• _Required task_: Output the entries below as a two-column CSV with the headers "prompt" and "boxes", one row for each entry, from the line with "Point out where the window" up to and including the line with "141,110 -> 156,126". Put each text and its answer in a single quoted field with line breaks turned into spaces, and leave the pictures out.

[START]

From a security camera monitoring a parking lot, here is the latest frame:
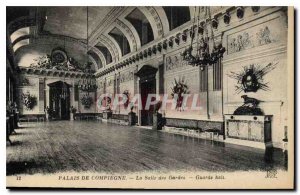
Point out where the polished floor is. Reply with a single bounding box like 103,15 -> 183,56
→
6,121 -> 286,175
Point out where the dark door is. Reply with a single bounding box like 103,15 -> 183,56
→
140,79 -> 156,126
49,81 -> 70,120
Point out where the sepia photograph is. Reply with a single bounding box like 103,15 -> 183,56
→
3,2 -> 295,189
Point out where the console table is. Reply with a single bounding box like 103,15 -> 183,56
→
224,114 -> 272,143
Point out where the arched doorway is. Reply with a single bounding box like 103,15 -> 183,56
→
136,65 -> 157,126
48,81 -> 71,120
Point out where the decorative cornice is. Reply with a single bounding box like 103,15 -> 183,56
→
18,67 -> 95,78
95,7 -> 281,77
116,19 -> 137,51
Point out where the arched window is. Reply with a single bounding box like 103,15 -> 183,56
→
163,6 -> 191,30
126,8 -> 154,45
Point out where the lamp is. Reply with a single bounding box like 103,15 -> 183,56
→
182,6 -> 226,70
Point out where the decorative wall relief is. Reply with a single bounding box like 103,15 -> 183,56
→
80,94 -> 93,109
166,54 -> 188,71
106,79 -> 113,87
233,95 -> 263,115
120,71 -> 134,83
123,90 -> 130,109
21,92 -> 37,110
228,62 -> 278,93
228,25 -> 278,54
171,77 -> 189,111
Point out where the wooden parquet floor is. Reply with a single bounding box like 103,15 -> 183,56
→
6,121 -> 287,175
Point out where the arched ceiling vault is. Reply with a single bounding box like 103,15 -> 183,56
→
7,6 -> 193,72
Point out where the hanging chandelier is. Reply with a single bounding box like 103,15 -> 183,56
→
78,7 -> 98,93
182,6 -> 225,70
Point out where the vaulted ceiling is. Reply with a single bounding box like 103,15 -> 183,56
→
7,6 -> 199,70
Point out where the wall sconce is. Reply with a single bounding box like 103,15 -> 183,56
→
236,7 -> 245,19
223,12 -> 231,24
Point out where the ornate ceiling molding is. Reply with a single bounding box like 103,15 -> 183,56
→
88,54 -> 100,71
98,34 -> 120,62
18,67 -> 95,78
7,16 -> 36,37
89,6 -> 124,46
115,19 -> 137,52
90,47 -> 106,69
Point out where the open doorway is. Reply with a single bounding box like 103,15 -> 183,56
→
136,65 -> 157,126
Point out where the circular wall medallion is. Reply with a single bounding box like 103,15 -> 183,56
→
51,49 -> 68,64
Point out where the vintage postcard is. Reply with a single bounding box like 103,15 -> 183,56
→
6,5 -> 295,189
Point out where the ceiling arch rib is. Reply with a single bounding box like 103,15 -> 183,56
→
112,19 -> 137,52
13,38 -> 30,52
138,6 -> 164,40
12,35 -> 33,46
116,17 -> 141,51
91,47 -> 106,68
152,6 -> 170,35
98,35 -> 119,62
7,16 -> 36,37
101,32 -> 122,61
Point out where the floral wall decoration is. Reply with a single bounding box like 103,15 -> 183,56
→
80,94 -> 93,109
21,92 -> 37,110
228,62 -> 278,93
30,48 -> 91,72
123,90 -> 130,109
99,95 -> 111,111
171,77 -> 189,112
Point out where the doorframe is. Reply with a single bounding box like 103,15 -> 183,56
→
135,65 -> 158,126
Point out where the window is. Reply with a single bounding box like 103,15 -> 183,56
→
163,6 -> 191,30
108,28 -> 130,56
126,8 -> 154,45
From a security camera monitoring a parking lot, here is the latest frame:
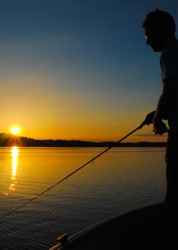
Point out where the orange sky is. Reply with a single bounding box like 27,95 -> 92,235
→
0,0 -> 178,144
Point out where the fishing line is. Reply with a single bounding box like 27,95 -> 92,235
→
2,121 -> 146,217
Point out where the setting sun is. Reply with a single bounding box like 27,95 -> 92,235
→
11,126 -> 20,135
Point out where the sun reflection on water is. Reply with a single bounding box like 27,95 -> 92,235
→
9,146 -> 19,191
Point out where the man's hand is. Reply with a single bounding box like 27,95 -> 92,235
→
153,117 -> 168,135
141,110 -> 156,126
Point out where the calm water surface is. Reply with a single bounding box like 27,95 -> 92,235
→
0,148 -> 165,250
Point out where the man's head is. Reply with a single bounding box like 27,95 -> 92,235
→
142,9 -> 176,52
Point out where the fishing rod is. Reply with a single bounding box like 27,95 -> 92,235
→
2,114 -> 160,217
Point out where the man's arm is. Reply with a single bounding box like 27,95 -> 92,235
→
153,77 -> 178,134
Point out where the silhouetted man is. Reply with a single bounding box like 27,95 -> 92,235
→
142,9 -> 178,244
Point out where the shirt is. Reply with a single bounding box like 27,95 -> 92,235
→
160,40 -> 178,131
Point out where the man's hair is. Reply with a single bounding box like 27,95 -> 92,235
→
142,9 -> 176,36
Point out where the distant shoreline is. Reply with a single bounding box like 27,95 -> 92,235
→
0,133 -> 166,147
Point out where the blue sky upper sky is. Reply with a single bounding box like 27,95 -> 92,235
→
0,0 -> 178,141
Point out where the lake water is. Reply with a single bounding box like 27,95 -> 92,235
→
0,147 -> 166,250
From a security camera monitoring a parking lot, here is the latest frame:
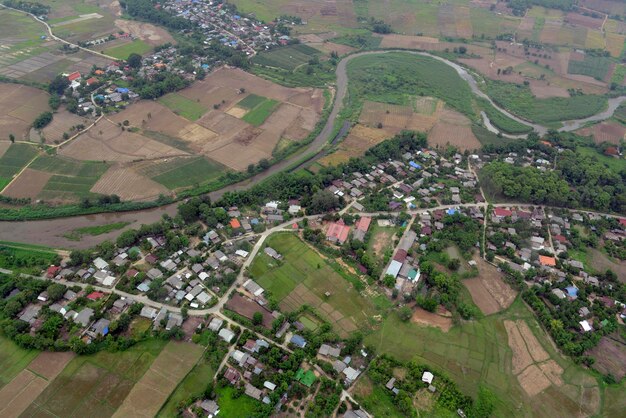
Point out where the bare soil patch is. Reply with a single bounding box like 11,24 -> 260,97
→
530,80 -> 570,99
576,121 -> 626,145
91,166 -> 170,200
463,258 -> 517,315
411,308 -> 452,332
517,364 -> 550,396
428,109 -> 481,151
113,342 -> 202,418
115,19 -> 176,46
2,168 -> 52,199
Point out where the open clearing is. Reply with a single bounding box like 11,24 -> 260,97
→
0,83 -> 49,140
250,233 -> 375,336
428,109 -> 481,151
0,352 -> 74,417
364,298 -> 600,417
463,258 -> 517,315
113,341 -> 203,418
588,335 -> 626,381
24,339 -> 166,417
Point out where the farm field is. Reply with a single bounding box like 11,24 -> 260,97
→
0,144 -> 38,190
24,339 -> 167,417
0,83 -> 49,141
0,9 -> 107,83
104,39 -> 152,60
159,93 -> 208,121
252,44 -> 321,71
463,257 -> 517,315
365,298 -> 601,417
157,360 -> 215,418
250,233 -> 376,335
113,341 -> 203,418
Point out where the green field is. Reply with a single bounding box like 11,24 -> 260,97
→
237,94 -> 267,109
0,241 -> 60,274
0,336 -> 39,388
486,80 -> 607,124
241,99 -> 280,126
159,93 -> 209,121
104,39 -> 152,60
141,157 -> 226,190
23,339 -> 167,417
567,55 -> 608,81
157,360 -> 214,418
348,52 -> 474,117
250,233 -> 376,334
0,144 -> 37,190
252,44 -> 321,71
576,147 -> 626,173
63,222 -> 130,241
365,298 -> 599,417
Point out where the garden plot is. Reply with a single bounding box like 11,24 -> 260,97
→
428,109 -> 481,150
91,165 -> 169,200
0,83 -> 49,140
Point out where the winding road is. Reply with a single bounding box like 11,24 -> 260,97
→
0,50 -> 626,249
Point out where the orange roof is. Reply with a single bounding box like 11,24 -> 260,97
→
539,255 -> 556,266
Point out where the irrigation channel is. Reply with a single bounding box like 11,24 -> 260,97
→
0,49 -> 626,248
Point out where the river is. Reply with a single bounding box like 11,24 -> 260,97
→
0,50 -> 626,249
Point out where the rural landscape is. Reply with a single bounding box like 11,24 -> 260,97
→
0,0 -> 626,418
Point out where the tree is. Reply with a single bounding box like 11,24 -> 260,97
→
126,52 -> 141,69
252,312 -> 263,325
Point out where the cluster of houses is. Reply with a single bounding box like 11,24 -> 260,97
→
327,149 -> 484,212
487,207 -> 626,332
163,0 -> 289,55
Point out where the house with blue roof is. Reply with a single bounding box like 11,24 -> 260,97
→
289,334 -> 306,348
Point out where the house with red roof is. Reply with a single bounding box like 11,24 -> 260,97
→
493,208 -> 513,218
46,266 -> 61,279
326,219 -> 350,244
354,216 -> 372,232
87,292 -> 104,300
539,255 -> 556,267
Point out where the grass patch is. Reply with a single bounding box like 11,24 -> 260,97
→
364,298 -> 596,416
141,157 -> 226,190
24,339 -> 167,416
237,94 -> 267,110
63,222 -> 130,241
0,336 -> 39,388
157,360 -> 214,417
241,99 -> 280,126
348,53 -> 474,117
159,93 -> 209,121
104,39 -> 152,60
0,241 -> 60,273
216,386 -> 261,418
486,80 -> 607,124
576,147 -> 626,174
567,54 -> 611,81
252,44 -> 321,71
0,144 -> 37,179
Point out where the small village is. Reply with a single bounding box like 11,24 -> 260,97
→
2,136 -> 626,416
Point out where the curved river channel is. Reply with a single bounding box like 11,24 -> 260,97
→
0,50 -> 626,248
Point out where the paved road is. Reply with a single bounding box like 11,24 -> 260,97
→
0,49 -> 626,249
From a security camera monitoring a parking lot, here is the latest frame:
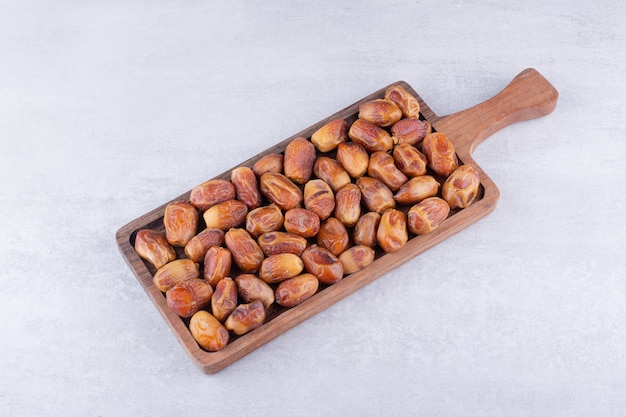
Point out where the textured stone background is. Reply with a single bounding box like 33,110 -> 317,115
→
0,0 -> 626,416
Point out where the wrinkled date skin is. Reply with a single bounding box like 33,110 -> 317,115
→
385,85 -> 420,117
367,152 -> 409,191
165,278 -> 213,318
393,143 -> 428,177
441,165 -> 480,208
311,119 -> 348,152
235,274 -> 274,308
211,277 -> 237,323
235,274 -> 274,308
203,246 -> 232,288
407,197 -> 450,235
335,142 -> 370,178
252,153 -> 284,178
189,179 -> 236,211
422,132 -> 458,177
356,177 -> 396,213
259,253 -> 304,284
317,217 -> 350,256
260,172 -> 303,211
203,200 -> 248,230
313,156 -> 351,192
376,209 -> 409,253
391,117 -> 432,145
257,232 -> 307,256
185,228 -> 224,262
163,201 -> 198,247
302,244 -> 343,285
283,208 -> 320,238
275,273 -> 319,307
189,310 -> 229,352
304,179 -> 335,220
152,259 -> 200,292
348,119 -> 393,153
224,300 -> 265,336
224,229 -> 264,272
335,183 -> 361,227
283,138 -> 316,184
135,229 -> 176,269
393,175 -> 439,204
230,167 -> 262,210
359,99 -> 402,127
352,211 -> 380,248
246,204 -> 285,238
339,245 -> 375,274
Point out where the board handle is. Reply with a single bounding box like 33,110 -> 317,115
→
433,68 -> 559,155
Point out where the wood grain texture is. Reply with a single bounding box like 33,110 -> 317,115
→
116,69 -> 558,374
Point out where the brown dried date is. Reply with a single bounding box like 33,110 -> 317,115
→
152,259 -> 200,292
189,310 -> 230,352
260,172 -> 303,211
258,231 -> 307,256
339,245 -> 375,274
317,217 -> 350,256
352,211 -> 380,248
335,142 -> 370,178
224,300 -> 266,336
393,143 -> 428,177
165,278 -> 213,318
275,273 -> 319,307
441,165 -> 480,208
203,200 -> 248,230
189,179 -> 235,211
283,208 -> 320,238
313,156 -> 351,192
356,177 -> 396,213
311,119 -> 348,152
246,204 -> 285,238
391,117 -> 432,145
422,132 -> 458,177
348,119 -> 393,153
235,274 -> 274,308
359,99 -> 402,127
259,253 -> 304,284
163,201 -> 198,247
385,85 -> 420,117
252,153 -> 284,178
335,183 -> 361,227
376,209 -> 409,253
185,228 -> 224,262
393,175 -> 439,204
304,179 -> 335,220
235,274 -> 274,308
230,167 -> 262,210
283,138 -> 316,184
407,197 -> 450,235
135,229 -> 176,269
203,246 -> 232,288
367,152 -> 408,191
211,277 -> 237,323
224,228 -> 264,272
302,244 -> 343,285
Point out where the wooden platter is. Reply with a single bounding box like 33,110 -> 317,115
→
116,69 -> 558,374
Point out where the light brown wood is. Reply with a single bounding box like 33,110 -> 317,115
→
116,69 -> 558,374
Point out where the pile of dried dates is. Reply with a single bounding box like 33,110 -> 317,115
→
134,86 -> 480,351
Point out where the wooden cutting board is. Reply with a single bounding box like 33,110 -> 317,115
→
116,69 -> 558,374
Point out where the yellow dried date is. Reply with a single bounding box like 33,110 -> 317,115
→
189,310 -> 230,352
152,259 -> 200,292
135,229 -> 176,269
275,273 -> 319,308
163,201 -> 198,247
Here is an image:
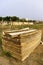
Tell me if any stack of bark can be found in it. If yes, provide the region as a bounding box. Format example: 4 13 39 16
2 29 41 61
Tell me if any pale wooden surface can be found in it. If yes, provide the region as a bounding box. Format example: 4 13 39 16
2 30 41 61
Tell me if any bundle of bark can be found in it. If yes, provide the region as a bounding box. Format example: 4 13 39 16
2 29 41 61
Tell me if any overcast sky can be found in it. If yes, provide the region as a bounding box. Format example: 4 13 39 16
0 0 43 20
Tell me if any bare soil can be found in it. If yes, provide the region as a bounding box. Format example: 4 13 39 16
0 44 43 65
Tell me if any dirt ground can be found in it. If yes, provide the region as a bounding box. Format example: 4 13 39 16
0 44 43 65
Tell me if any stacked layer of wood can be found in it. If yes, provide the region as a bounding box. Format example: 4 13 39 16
2 29 41 61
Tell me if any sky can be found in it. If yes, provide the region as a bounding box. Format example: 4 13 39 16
0 0 43 20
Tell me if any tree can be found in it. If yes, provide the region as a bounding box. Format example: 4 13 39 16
3 16 10 24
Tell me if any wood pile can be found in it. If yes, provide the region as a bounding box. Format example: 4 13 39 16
2 29 41 61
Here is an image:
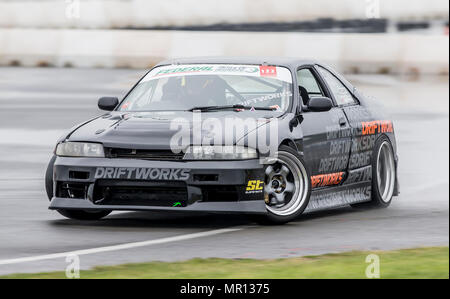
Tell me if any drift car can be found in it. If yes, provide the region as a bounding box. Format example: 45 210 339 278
46 58 399 223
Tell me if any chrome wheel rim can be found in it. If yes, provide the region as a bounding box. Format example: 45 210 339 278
264 152 309 216
377 141 395 203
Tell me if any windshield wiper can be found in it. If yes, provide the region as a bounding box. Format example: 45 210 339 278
189 104 276 111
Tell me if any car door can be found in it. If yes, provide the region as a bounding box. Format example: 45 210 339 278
317 66 377 184
297 66 351 188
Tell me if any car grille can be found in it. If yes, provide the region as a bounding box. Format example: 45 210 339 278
105 148 184 161
93 180 188 207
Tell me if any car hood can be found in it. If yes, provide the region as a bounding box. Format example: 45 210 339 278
67 111 276 149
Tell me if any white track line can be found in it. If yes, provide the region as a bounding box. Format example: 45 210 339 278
0 227 244 265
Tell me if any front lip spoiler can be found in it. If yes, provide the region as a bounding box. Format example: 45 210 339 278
49 197 267 214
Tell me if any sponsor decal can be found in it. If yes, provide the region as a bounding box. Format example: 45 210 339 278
311 172 344 188
141 64 292 83
245 180 264 194
95 167 190 181
259 65 277 77
344 165 372 185
305 186 372 213
361 120 394 135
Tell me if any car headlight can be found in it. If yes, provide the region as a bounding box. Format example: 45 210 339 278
56 142 105 158
183 145 258 160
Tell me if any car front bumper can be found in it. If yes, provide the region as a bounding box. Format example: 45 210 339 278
49 157 267 214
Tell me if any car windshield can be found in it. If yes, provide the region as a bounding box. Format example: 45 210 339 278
118 64 292 112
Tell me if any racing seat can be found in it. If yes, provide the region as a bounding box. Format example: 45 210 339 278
298 86 310 106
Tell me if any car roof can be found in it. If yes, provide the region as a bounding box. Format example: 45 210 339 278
157 56 317 68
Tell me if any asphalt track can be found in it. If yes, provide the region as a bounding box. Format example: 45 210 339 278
0 68 449 275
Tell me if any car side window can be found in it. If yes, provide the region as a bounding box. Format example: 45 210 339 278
297 68 324 105
317 66 357 106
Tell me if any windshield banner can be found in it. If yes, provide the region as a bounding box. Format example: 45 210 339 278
141 64 292 83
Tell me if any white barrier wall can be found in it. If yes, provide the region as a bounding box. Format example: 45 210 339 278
0 29 449 74
0 0 449 28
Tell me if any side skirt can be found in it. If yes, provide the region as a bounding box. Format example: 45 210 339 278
303 181 372 213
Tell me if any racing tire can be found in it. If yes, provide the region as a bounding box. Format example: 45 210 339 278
45 156 111 220
352 135 397 208
254 145 311 225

[END]

• _Output of the exercise_:
prompt,boxes
"Point out where the window is. Reply with a single bounding box like 103,15 -> 183,56 →","163,6 -> 191,30 108,28 -> 130,56 126,8 -> 154,45"
"From a security camera monitoring a parking lot, here is the latest frame: Point out where the orange sky is. Reply with a single bounding box like 27,95 -> 92,235 →","0,0 -> 178,144"
"Point out where the fishing line is. Reply with a single bounding box like 27,95 -> 92,235 →","2,121 -> 146,217"
"Point out where the setting sun is. Reply with a single bounding box like 27,95 -> 92,235 →","11,126 -> 20,135"
"Point out where the sun reflection on water is. Reply with a single bounding box like 27,95 -> 92,235 →","9,146 -> 19,191"
"Point out where the man's hand is. Reply with a single bounding box like 27,95 -> 92,235 →","153,117 -> 168,135 141,110 -> 156,126"